▸ THE TASK: Look through the entries below, please, and copy every line with the word "pink".

┄┄┄┄┄┄┄┄┄┄

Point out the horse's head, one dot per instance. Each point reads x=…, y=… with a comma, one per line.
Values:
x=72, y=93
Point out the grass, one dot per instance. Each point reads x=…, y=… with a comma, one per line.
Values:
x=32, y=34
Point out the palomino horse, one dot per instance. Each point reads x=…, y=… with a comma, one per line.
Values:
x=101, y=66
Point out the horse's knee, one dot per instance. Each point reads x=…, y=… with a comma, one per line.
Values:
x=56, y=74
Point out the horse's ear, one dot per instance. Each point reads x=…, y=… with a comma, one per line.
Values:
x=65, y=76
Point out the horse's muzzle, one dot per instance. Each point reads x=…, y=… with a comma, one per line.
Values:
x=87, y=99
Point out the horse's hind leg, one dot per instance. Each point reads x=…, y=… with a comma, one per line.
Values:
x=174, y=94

┄┄┄┄┄┄┄┄┄┄

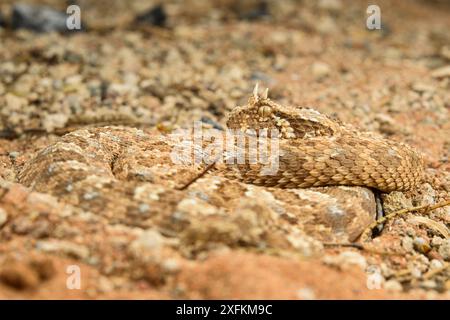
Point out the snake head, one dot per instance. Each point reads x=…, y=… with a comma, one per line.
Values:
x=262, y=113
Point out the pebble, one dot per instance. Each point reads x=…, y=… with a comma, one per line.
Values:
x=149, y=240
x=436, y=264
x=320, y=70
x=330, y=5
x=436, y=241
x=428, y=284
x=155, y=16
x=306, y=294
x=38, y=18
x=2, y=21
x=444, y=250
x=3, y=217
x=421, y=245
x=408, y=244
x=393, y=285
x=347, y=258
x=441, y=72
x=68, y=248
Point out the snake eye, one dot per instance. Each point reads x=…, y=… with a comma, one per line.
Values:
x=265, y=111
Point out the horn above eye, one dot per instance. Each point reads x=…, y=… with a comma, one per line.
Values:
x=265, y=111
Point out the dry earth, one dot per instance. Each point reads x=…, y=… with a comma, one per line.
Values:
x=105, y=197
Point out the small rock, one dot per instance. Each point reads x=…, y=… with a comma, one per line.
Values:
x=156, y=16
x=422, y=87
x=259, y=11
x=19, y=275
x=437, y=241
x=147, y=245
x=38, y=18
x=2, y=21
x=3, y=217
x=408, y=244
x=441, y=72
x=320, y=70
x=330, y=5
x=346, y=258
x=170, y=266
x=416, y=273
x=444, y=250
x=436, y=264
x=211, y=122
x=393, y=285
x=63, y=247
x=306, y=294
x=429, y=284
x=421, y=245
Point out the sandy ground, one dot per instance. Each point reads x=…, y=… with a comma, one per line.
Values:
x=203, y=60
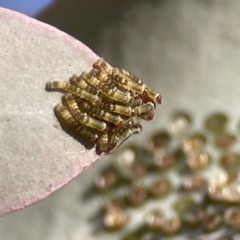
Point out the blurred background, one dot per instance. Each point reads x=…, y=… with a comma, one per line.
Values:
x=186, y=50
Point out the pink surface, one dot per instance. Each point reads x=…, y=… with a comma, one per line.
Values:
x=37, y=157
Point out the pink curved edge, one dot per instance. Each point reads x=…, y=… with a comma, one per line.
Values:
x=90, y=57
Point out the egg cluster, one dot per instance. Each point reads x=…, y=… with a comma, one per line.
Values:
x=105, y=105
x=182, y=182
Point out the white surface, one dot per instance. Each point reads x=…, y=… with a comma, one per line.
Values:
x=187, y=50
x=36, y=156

┄┄┄┄┄┄┄┄┄┄

▸ EXERCISE RESPONSE:
Point out the pink surface, one dot per instance. Each point reads x=…, y=… with a comma, one per line.
Point out the pink curved edge, one dot per instance. Each point reads x=…, y=… with a comma, one per line.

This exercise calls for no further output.